Set task: Gather every line below that contains the word "station", and copy each one in full.

--- begin Input records ---

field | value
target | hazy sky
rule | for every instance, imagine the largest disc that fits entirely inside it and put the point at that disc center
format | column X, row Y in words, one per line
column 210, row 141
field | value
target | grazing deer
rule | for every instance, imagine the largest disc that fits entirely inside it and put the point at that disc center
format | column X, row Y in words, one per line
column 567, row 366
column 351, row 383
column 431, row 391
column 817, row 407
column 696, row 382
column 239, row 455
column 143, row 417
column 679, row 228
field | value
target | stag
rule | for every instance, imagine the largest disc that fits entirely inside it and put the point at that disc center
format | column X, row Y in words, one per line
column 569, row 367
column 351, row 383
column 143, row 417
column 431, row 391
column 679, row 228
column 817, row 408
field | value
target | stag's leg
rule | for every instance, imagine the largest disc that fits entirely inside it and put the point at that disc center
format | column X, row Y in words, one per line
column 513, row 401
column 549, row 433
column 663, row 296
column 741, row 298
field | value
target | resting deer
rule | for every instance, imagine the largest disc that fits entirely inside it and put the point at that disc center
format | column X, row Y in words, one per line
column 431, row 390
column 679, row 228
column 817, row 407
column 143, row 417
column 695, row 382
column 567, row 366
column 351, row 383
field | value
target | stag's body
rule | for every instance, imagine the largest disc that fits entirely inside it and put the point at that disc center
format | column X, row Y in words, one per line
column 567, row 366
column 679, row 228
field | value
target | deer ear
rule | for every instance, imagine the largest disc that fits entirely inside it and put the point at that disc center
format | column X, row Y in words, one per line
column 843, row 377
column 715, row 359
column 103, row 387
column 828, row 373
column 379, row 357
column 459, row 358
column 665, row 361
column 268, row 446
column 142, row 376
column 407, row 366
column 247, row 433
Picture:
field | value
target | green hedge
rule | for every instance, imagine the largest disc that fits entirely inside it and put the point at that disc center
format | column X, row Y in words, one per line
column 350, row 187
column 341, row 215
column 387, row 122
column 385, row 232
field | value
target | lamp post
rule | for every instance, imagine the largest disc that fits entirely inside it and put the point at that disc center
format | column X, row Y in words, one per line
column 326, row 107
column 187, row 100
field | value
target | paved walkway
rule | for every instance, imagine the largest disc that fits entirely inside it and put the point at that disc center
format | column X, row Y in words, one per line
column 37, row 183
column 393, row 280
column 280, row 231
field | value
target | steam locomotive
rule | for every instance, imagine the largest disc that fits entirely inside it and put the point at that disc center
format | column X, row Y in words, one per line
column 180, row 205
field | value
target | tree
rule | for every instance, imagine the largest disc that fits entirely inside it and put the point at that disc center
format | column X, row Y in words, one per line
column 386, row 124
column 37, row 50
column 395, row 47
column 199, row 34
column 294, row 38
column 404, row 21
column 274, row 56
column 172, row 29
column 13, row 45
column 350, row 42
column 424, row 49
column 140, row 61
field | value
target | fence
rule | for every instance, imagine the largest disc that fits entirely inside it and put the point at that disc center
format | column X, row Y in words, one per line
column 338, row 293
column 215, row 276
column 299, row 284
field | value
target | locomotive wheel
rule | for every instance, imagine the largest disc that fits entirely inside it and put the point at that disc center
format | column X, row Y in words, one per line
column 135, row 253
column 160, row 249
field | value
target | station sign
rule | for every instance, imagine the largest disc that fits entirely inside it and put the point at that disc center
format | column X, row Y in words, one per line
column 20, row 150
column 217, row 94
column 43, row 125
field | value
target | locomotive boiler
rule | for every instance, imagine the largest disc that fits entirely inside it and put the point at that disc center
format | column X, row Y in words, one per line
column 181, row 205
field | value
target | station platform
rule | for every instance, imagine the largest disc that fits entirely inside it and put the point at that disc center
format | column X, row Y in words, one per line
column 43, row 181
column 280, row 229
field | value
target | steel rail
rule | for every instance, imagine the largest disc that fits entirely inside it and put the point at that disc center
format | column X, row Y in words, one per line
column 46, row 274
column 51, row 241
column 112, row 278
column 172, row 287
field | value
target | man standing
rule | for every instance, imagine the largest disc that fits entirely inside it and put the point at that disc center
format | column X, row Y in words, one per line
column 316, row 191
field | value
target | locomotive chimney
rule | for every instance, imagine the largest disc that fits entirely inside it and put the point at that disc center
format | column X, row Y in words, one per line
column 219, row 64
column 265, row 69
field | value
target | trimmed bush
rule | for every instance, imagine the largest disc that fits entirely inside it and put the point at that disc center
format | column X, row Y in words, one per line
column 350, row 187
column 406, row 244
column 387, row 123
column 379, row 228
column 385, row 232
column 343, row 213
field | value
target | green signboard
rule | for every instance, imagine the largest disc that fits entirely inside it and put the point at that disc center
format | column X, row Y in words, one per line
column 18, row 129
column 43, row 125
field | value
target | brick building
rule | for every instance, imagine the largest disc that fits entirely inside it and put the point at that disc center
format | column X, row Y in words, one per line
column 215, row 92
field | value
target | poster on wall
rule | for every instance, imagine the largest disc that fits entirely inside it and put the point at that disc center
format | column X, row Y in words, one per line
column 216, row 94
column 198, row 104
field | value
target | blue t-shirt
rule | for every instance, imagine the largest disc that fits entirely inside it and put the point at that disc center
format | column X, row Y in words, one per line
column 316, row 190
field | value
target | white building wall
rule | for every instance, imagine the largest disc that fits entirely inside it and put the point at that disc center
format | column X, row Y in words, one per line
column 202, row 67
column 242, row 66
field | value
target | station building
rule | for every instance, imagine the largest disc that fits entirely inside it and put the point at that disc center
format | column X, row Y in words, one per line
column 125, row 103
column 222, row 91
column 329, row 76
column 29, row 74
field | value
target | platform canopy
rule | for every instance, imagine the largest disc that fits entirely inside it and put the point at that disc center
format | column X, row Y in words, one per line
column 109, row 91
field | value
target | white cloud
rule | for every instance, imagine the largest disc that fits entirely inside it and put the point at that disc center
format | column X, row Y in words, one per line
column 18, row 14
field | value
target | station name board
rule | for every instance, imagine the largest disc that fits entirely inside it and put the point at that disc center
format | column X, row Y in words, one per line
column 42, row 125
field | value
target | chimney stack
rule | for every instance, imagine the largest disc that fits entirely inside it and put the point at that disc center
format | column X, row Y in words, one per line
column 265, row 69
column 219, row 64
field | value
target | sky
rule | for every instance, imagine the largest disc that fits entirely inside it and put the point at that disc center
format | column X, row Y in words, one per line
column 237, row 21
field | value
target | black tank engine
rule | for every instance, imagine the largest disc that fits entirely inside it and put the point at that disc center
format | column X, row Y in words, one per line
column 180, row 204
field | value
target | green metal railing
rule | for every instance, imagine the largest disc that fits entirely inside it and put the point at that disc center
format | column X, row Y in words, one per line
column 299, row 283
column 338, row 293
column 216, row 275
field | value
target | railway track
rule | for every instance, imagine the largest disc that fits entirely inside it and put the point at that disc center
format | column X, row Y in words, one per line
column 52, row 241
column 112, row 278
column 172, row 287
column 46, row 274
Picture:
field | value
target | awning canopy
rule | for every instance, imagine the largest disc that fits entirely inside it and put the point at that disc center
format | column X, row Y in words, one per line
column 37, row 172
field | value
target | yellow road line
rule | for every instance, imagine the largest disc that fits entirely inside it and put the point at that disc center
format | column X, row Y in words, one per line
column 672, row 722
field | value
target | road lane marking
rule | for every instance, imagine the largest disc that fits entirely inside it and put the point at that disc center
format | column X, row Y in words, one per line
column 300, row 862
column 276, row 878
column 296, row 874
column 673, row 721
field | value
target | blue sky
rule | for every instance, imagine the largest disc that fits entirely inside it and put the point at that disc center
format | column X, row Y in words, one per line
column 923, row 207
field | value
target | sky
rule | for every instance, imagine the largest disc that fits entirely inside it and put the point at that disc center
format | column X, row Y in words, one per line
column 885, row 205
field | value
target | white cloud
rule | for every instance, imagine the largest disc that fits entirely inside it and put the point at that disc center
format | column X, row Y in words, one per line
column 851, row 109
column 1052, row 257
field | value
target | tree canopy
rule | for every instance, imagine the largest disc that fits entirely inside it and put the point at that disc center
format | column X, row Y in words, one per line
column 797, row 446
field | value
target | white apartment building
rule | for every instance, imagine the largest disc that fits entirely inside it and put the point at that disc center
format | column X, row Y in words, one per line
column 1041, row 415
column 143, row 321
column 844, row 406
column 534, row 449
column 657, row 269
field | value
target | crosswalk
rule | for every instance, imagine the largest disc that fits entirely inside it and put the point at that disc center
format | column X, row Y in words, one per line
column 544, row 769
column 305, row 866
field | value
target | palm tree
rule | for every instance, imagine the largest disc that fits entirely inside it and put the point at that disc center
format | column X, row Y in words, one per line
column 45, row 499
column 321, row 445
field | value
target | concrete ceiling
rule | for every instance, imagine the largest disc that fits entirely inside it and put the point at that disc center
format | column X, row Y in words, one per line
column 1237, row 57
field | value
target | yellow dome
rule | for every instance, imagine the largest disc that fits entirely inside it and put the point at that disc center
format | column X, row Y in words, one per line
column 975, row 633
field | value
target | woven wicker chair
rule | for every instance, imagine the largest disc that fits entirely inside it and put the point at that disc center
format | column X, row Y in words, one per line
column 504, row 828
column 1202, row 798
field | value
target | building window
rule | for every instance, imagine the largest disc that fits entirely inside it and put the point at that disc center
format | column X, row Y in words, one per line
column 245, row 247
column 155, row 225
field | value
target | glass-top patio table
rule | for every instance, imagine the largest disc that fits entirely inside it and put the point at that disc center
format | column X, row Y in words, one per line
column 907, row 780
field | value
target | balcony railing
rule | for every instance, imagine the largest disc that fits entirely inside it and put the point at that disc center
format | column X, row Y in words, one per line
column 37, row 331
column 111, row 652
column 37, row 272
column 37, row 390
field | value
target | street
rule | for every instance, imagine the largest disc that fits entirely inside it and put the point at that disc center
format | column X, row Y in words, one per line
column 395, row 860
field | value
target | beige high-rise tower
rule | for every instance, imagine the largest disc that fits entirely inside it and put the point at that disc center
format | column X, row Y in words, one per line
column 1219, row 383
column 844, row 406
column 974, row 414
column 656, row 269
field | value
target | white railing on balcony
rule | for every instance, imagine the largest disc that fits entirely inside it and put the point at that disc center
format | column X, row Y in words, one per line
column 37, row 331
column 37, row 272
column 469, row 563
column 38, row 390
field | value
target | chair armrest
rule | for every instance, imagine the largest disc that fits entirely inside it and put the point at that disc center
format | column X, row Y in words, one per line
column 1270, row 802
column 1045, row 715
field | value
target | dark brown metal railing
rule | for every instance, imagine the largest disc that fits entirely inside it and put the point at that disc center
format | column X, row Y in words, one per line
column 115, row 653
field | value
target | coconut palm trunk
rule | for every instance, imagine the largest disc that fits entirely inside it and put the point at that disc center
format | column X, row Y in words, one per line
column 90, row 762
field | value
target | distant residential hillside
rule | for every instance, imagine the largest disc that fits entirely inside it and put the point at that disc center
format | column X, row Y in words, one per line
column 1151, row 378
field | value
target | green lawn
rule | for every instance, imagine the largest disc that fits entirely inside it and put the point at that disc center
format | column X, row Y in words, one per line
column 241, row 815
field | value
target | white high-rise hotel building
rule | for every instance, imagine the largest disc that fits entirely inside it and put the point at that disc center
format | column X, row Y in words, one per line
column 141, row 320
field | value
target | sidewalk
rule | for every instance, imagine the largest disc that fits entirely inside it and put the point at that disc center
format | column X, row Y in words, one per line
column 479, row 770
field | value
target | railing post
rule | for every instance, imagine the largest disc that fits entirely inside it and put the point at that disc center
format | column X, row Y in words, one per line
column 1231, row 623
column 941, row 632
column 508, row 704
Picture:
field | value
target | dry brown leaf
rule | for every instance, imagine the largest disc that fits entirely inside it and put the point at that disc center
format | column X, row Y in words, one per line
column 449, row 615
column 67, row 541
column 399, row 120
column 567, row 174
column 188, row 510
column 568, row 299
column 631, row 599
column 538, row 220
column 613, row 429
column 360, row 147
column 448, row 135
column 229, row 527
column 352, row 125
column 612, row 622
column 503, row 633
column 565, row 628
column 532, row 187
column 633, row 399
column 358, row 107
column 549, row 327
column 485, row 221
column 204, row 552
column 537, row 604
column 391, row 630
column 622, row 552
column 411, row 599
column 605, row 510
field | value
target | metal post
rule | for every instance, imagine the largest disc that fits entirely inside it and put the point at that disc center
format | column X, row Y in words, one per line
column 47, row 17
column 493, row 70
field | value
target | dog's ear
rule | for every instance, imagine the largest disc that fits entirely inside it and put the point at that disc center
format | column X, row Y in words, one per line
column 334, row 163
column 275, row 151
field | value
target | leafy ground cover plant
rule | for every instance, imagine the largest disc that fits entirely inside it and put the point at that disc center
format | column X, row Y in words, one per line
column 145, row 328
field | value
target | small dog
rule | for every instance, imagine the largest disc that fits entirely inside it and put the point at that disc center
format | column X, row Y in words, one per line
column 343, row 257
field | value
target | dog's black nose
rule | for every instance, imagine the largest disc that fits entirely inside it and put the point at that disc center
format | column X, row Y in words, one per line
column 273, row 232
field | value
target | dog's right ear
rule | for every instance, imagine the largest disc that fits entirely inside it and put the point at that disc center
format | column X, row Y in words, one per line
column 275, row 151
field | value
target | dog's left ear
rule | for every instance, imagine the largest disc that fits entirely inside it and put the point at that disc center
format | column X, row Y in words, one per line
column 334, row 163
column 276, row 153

--- end Input records ---

Exercise solution:
target | station sign
target | station platform
target | station building
target | station name board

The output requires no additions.